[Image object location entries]
--- Start ---

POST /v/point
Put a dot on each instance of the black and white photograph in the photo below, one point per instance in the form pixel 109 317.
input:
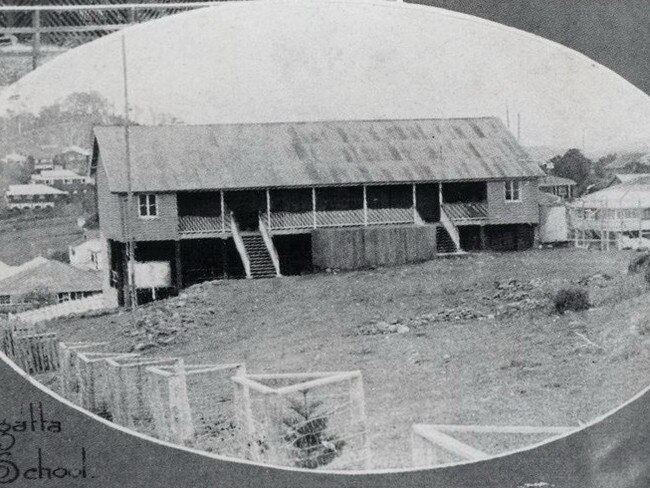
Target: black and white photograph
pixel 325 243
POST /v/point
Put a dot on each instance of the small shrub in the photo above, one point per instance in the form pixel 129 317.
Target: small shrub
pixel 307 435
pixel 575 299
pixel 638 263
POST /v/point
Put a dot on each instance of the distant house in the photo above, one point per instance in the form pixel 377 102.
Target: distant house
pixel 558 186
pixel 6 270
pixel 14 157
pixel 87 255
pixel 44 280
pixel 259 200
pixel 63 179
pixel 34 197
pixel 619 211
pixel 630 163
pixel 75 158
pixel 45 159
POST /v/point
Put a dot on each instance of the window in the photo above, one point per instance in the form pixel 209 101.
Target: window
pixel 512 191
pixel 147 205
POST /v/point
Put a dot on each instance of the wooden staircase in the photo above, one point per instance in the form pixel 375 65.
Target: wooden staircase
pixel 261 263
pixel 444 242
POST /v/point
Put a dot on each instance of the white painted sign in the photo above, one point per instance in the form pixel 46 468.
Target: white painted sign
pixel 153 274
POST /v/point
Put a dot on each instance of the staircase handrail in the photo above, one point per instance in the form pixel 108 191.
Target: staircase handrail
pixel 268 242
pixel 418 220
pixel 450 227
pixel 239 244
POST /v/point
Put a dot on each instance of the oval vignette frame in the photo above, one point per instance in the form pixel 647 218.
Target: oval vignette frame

--- End ---

- _Exercise objective_: Rewrite all of the records above, swapping "Put a dot on" for "Mark" wherever it occurs and changing nothing else. Leave the pictures out of your answer.

- _The completed task_:
POST /v/point
Mark each instance of the black and white photograph in the photo below, one point per instance in the form pixel 109 317.
input:
Target: black and white photograph
pixel 325 243
POST /v/point
Mark each instance of the small shrub in the photo above, one point per instance in the form pixel 129 317.
Target: small shrub
pixel 307 435
pixel 575 299
pixel 638 263
POST /v/point
Mark each instance of the distant house in the photo above, one point per instance in the form pixel 377 102.
Target: distant house
pixel 558 186
pixel 6 270
pixel 14 157
pixel 87 255
pixel 44 280
pixel 259 200
pixel 63 179
pixel 34 197
pixel 619 211
pixel 630 163
pixel 75 158
pixel 45 159
POST /v/point
Mark each instance of the window in the photo above, one point per instance in the form pixel 209 101.
Target: window
pixel 512 191
pixel 147 205
POST /v/point
Mark each instance of the wooden staircase in the photo above, one point per instance in the form pixel 375 65.
Target: wooden staircase
pixel 261 263
pixel 444 242
POST /v/point
Mark each instance of the white painted sign in the photo above, one point per instance in the form pixel 46 468.
Target: white painted sign
pixel 153 274
POST /v/point
Mark each instance of the staircase handrail in the photo above, one point per instance in the form pixel 108 191.
Target: staircase handrail
pixel 268 242
pixel 418 220
pixel 450 227
pixel 239 244
POST /v/point
Mark each instance of the oval vignette frame in the photo above, one point per instance in the form pixel 647 218.
Target: oval vignette frame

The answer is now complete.